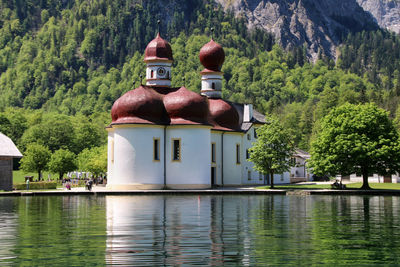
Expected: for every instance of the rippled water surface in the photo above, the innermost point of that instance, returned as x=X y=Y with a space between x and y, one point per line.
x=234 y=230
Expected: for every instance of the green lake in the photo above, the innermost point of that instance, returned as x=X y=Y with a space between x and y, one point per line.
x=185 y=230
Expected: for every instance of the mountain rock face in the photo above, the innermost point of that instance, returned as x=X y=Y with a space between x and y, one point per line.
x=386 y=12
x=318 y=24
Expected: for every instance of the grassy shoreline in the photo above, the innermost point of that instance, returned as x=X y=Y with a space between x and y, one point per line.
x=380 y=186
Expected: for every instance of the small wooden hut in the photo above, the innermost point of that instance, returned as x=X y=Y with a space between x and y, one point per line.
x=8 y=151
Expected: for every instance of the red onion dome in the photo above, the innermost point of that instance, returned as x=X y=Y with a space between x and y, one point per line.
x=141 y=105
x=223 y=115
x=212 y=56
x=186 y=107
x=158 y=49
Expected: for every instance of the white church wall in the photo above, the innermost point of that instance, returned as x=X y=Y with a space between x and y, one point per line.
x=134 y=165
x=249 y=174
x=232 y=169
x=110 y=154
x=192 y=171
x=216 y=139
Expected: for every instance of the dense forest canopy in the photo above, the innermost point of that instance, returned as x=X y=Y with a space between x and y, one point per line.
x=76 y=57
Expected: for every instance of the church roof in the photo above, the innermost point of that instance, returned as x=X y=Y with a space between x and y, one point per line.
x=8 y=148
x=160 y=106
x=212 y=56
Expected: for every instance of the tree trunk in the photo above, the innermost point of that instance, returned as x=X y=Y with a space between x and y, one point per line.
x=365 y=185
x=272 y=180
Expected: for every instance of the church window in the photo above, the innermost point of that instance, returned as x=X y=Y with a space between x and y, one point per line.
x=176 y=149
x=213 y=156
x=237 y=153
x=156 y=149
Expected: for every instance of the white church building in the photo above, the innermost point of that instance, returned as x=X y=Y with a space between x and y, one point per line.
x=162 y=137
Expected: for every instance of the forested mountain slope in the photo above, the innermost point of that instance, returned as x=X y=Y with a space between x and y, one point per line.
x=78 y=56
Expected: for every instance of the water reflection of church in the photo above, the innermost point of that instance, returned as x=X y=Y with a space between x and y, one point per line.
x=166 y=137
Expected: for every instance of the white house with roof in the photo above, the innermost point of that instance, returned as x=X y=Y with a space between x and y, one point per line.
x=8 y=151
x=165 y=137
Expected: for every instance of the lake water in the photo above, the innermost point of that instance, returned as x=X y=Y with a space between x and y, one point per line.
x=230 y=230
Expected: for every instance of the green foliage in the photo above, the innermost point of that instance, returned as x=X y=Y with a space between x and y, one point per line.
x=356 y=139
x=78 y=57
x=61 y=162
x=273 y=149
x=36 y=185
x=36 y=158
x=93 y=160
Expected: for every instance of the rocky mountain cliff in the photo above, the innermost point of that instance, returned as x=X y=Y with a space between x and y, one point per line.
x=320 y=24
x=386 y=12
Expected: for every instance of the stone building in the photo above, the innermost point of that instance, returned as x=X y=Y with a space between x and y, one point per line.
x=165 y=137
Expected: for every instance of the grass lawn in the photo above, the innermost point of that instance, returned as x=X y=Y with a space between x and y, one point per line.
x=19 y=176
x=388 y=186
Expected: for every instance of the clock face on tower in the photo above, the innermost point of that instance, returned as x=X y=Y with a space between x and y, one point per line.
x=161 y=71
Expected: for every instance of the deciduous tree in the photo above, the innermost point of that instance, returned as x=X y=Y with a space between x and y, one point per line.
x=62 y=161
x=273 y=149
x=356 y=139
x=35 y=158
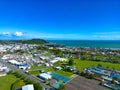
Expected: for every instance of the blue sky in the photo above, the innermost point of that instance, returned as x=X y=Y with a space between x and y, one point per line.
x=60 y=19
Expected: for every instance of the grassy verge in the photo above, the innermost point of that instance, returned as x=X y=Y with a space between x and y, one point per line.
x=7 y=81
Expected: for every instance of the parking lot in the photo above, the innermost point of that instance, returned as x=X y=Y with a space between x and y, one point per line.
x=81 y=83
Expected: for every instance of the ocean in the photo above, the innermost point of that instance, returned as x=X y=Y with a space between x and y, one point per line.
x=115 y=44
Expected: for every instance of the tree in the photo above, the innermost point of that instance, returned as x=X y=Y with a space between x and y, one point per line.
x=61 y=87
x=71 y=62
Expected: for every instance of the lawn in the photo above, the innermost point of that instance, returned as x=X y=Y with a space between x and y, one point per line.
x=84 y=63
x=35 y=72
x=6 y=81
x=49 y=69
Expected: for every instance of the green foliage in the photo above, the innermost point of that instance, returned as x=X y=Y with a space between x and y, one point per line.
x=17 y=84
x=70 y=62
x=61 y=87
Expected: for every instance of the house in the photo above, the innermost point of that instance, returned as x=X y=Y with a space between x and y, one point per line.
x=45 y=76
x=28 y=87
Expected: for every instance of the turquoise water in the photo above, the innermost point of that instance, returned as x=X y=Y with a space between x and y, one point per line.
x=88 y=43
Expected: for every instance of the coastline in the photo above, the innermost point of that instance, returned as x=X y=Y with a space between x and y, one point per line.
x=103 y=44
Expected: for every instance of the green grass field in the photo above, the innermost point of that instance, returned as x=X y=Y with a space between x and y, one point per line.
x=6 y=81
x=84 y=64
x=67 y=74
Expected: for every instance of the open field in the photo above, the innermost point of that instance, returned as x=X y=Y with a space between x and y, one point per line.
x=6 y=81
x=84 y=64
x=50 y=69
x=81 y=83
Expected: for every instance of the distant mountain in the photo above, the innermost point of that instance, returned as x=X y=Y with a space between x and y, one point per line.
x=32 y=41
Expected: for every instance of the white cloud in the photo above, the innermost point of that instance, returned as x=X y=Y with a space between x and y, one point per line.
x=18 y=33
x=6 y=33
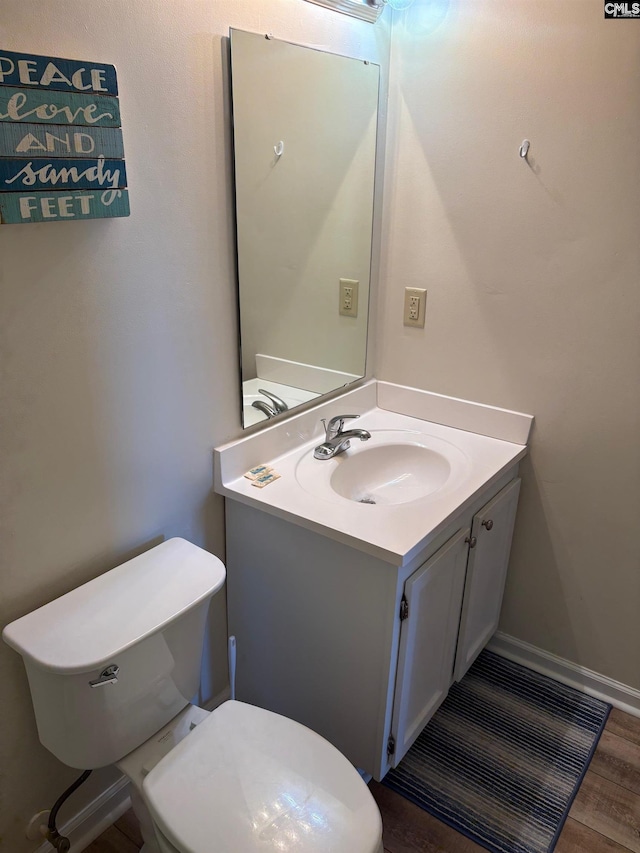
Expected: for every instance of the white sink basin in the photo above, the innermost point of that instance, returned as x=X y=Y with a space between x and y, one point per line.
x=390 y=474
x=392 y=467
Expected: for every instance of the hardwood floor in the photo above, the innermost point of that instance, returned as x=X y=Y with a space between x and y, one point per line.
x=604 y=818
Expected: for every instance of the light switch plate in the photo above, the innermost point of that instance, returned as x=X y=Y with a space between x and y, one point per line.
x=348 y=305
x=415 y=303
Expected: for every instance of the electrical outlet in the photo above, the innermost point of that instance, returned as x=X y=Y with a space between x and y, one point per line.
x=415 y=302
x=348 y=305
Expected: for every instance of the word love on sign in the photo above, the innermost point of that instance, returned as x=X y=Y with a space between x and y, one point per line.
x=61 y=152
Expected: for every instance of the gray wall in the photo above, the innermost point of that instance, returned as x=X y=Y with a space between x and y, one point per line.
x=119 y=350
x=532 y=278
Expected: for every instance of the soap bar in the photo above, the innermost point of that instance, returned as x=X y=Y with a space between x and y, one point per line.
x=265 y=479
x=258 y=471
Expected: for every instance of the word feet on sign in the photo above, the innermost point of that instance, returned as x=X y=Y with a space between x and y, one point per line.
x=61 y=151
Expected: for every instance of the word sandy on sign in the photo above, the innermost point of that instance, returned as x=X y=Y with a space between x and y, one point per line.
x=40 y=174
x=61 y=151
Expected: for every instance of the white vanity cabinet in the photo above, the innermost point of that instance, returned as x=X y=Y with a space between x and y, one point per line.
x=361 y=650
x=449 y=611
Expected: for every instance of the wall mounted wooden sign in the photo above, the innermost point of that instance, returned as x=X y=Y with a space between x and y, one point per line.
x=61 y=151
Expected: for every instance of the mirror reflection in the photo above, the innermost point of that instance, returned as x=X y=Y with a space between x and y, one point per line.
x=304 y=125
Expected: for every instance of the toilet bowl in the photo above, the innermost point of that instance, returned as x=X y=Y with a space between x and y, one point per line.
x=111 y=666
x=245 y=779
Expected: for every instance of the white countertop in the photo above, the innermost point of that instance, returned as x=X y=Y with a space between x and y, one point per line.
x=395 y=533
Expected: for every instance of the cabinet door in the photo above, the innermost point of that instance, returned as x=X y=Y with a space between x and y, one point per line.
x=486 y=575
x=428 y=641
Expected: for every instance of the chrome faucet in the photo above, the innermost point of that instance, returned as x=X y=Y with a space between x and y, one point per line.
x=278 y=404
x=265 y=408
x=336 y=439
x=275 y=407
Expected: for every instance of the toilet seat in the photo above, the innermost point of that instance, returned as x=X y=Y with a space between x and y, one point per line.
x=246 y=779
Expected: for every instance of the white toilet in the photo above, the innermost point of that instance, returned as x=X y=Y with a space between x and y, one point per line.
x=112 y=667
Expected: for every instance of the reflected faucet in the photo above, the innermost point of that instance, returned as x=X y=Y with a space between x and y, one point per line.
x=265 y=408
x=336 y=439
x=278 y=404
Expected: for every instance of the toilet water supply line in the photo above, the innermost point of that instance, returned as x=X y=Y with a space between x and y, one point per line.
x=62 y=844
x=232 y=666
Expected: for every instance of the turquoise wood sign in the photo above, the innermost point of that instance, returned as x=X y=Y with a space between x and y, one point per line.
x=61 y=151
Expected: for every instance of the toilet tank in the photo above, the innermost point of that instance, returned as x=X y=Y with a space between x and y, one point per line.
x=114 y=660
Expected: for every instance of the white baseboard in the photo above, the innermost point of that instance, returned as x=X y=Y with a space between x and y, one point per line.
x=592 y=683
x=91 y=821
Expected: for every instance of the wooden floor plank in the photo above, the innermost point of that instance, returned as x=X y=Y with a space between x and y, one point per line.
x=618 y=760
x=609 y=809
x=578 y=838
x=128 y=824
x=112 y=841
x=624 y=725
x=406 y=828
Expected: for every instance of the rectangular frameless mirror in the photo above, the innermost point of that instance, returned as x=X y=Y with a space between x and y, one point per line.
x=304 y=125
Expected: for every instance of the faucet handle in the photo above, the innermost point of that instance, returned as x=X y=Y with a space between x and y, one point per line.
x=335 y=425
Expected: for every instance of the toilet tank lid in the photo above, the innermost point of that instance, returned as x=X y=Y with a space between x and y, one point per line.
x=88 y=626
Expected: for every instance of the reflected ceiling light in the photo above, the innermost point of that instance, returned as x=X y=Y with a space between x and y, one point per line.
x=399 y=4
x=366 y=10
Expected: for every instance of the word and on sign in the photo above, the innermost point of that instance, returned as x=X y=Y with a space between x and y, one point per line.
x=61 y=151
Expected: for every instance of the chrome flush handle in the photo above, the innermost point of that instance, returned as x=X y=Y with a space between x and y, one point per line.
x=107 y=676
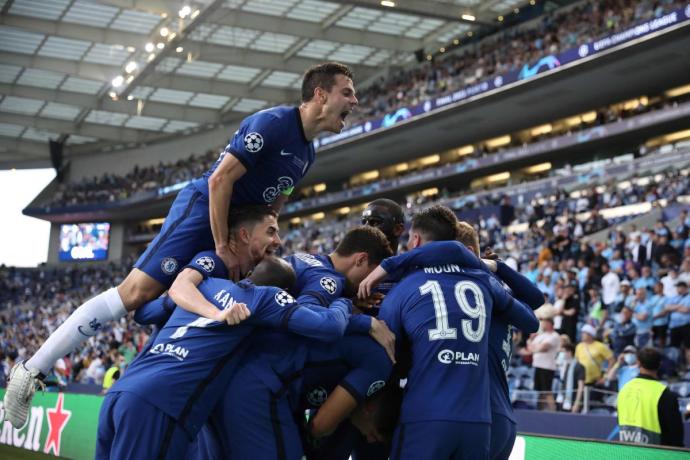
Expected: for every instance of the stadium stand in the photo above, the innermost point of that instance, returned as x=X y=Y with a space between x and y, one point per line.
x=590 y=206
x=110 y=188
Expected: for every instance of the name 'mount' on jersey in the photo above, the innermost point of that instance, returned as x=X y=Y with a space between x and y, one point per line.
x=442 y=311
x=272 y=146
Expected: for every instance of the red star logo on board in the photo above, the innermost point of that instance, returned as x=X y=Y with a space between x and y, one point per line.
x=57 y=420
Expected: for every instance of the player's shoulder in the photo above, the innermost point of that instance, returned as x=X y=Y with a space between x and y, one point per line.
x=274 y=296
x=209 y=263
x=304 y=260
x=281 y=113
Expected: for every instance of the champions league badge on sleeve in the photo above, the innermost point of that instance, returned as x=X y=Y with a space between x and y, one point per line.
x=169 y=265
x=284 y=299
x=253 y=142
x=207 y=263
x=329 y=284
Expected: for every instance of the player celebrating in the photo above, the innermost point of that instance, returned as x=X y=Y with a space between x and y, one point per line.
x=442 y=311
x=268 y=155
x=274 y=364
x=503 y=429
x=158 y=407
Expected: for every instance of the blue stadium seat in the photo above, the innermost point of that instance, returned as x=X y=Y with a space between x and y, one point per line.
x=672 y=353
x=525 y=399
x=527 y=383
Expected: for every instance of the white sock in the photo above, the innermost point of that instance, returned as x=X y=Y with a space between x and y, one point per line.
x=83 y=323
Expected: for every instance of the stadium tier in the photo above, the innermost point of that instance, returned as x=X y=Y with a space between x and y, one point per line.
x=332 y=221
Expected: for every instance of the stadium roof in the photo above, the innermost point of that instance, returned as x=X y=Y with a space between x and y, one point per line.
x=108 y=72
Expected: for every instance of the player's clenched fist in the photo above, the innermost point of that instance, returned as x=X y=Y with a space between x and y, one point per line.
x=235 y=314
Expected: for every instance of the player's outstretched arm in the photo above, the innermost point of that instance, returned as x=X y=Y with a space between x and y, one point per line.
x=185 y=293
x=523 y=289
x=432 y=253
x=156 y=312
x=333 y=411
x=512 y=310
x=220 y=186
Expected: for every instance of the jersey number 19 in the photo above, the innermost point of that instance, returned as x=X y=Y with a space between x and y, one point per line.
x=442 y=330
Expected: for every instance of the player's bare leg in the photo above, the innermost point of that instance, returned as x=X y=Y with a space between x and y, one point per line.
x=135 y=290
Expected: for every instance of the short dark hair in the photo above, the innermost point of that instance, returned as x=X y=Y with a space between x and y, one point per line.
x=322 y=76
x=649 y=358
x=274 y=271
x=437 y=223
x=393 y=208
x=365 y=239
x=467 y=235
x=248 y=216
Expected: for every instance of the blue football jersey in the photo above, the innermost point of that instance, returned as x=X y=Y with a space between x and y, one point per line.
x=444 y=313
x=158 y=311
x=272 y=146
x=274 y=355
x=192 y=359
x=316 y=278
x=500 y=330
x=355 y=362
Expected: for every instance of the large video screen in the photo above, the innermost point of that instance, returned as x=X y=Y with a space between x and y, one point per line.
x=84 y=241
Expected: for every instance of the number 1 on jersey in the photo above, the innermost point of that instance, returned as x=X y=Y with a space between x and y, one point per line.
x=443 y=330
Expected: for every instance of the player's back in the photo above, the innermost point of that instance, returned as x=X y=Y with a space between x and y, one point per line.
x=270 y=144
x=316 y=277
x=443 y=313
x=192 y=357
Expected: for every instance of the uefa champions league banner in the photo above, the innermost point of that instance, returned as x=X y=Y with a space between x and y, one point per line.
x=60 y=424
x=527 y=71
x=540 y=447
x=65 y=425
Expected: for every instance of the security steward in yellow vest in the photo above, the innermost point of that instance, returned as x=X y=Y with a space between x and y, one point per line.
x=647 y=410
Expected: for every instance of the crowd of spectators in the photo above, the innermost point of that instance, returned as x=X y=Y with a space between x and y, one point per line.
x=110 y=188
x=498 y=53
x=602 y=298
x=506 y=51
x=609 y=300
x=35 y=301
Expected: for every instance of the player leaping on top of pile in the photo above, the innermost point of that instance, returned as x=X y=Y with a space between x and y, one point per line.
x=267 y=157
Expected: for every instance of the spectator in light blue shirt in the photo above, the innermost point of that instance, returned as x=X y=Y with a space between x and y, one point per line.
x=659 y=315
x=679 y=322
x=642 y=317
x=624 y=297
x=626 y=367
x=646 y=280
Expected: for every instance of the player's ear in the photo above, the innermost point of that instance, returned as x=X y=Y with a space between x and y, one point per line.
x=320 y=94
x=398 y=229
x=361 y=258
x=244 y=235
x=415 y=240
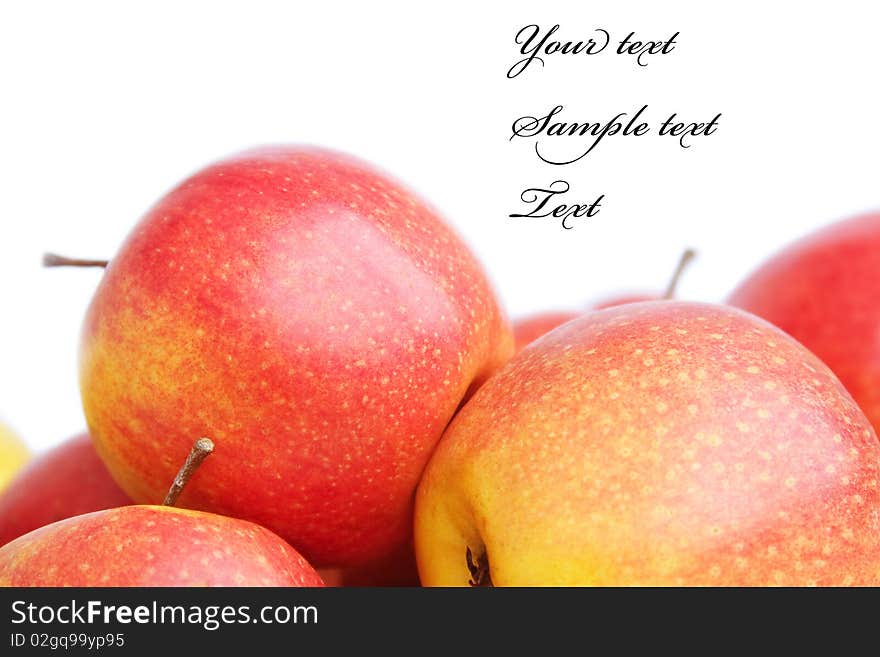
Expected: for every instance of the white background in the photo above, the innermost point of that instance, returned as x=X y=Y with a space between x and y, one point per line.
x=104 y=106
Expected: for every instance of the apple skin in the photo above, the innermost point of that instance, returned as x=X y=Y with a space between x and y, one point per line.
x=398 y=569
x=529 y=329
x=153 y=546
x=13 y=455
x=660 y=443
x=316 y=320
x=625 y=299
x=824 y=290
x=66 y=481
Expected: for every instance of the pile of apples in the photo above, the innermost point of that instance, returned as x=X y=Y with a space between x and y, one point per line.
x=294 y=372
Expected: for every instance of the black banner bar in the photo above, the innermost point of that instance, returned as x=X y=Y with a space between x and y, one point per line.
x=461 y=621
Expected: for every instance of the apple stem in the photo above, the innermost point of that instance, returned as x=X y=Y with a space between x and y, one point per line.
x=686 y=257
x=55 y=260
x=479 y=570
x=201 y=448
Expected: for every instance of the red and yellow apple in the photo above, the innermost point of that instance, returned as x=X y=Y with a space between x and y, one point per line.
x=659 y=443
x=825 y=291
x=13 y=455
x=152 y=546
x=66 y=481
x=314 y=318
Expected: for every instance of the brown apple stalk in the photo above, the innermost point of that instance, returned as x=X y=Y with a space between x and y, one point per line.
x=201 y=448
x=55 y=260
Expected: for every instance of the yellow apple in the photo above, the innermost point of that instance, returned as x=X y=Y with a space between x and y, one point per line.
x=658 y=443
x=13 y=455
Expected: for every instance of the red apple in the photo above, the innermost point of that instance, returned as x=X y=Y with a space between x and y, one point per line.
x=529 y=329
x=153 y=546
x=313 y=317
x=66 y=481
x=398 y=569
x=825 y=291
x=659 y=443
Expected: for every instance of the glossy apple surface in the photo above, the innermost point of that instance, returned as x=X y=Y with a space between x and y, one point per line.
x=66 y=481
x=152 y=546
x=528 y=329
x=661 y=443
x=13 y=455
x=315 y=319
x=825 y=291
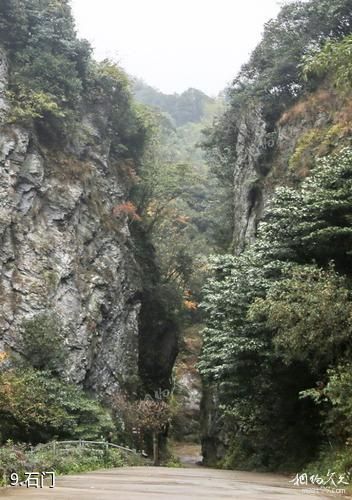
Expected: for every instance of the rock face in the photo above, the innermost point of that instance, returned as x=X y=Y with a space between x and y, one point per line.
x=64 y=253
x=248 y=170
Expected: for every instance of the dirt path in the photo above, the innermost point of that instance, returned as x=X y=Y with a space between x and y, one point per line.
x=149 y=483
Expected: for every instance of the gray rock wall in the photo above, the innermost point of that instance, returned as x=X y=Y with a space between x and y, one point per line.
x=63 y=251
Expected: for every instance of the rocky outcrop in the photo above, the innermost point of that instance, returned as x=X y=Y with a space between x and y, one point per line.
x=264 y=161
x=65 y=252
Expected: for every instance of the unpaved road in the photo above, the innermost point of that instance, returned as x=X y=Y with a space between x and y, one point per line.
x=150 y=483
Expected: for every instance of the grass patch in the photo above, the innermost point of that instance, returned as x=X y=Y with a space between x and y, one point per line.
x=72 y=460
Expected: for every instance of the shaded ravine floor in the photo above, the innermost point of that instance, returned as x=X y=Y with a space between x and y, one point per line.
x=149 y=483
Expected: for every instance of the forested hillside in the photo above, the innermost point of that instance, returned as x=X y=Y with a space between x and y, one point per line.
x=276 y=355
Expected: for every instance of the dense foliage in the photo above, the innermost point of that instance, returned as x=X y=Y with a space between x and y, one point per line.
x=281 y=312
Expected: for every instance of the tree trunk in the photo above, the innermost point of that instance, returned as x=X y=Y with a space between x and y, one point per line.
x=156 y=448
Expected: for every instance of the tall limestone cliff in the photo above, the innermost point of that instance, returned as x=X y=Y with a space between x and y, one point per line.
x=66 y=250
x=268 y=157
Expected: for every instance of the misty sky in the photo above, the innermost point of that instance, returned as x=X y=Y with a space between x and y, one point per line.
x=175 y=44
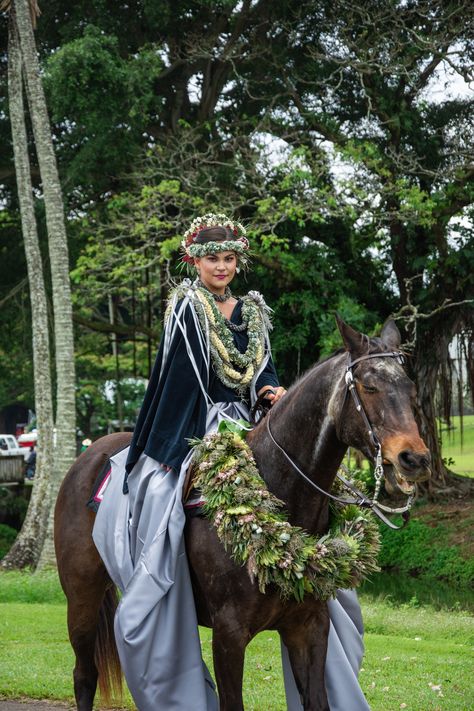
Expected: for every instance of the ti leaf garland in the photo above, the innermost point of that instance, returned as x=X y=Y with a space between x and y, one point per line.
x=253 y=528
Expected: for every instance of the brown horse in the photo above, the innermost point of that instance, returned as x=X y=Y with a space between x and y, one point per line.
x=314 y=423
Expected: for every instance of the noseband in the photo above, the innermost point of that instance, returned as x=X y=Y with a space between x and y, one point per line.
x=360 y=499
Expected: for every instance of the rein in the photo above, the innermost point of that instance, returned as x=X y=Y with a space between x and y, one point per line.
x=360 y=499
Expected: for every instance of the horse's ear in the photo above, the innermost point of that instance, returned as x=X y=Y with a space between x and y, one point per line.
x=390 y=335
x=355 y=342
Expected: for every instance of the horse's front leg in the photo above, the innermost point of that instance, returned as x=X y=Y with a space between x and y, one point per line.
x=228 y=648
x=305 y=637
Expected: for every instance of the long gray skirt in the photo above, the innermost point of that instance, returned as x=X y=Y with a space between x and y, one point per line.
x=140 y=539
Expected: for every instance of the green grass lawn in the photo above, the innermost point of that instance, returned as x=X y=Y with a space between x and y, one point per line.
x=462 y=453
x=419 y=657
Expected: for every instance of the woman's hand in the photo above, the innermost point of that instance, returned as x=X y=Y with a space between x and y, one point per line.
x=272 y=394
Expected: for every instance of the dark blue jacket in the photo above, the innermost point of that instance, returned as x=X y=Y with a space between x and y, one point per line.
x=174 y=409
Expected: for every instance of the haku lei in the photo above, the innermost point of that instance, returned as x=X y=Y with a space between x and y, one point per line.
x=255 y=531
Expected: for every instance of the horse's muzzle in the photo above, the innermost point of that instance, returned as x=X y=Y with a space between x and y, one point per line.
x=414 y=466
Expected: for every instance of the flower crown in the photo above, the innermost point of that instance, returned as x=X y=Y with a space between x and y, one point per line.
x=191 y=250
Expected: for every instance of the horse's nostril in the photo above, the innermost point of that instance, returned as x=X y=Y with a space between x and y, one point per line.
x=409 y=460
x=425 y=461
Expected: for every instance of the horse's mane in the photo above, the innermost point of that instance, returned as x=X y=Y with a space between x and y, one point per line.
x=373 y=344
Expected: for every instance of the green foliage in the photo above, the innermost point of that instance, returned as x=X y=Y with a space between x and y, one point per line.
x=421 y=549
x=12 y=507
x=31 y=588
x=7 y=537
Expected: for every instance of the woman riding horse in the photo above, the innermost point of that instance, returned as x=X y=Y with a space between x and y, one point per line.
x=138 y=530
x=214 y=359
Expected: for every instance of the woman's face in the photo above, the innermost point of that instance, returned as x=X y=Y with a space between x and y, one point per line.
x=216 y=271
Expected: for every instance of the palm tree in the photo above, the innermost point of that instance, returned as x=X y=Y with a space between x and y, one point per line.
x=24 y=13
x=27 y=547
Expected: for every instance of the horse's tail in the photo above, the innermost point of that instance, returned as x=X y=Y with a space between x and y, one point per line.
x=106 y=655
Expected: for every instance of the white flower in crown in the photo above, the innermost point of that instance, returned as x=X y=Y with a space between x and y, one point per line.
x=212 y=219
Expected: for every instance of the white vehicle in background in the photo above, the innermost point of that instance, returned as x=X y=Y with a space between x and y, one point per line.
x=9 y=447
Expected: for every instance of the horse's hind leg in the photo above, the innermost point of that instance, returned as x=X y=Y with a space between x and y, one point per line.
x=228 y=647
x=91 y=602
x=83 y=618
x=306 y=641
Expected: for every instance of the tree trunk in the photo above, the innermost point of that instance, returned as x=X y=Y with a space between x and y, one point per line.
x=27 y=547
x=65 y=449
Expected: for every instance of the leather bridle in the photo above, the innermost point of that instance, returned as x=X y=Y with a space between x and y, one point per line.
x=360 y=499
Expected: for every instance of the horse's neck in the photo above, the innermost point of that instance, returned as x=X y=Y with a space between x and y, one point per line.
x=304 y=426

============================================================

Reproduce the stretch of the material from the line containing "Expected: for every instance of the horse's muzzle" through the line containing "x=216 y=271", unchanged.

__THE SOLUTION__
Expected: for every instance of the horse's muzzle in the photo above, the innermost point of that instance, returned as x=X y=Y with a space between x and y, one point per line.
x=414 y=466
Expected: for every instance of the flower crown in the photo above, the innermost point of that instance, returned as x=X y=Y with a space between x and y, one point per line.
x=191 y=250
Expected: for every instance of the horse's nostril in the photo above, the innermost point of that instance, returned as x=X y=Y with a space between x and y, one point per line.
x=409 y=460
x=425 y=461
Expected: for every instance of the horse's mane in the photo above, the innermost point of that instance, returned as x=X y=Y with a space between x and y, one point per line.
x=373 y=344
Expected: for every instance of the green foliage in the photo above, the innermost point of that instance, returned as x=X y=Y with a space between x and y, one point per line.
x=421 y=549
x=12 y=507
x=31 y=588
x=7 y=537
Expected: for every instance of the woman riding horse in the photo above, the innermost point of that instance, returned as x=X y=Y with a space between x and y, one point per line.
x=138 y=530
x=214 y=359
Expected: for every instance of the woman's face in the photo above, the innermost point of that instance, returned as x=X y=Y with a space between x and y, one point per line.
x=216 y=271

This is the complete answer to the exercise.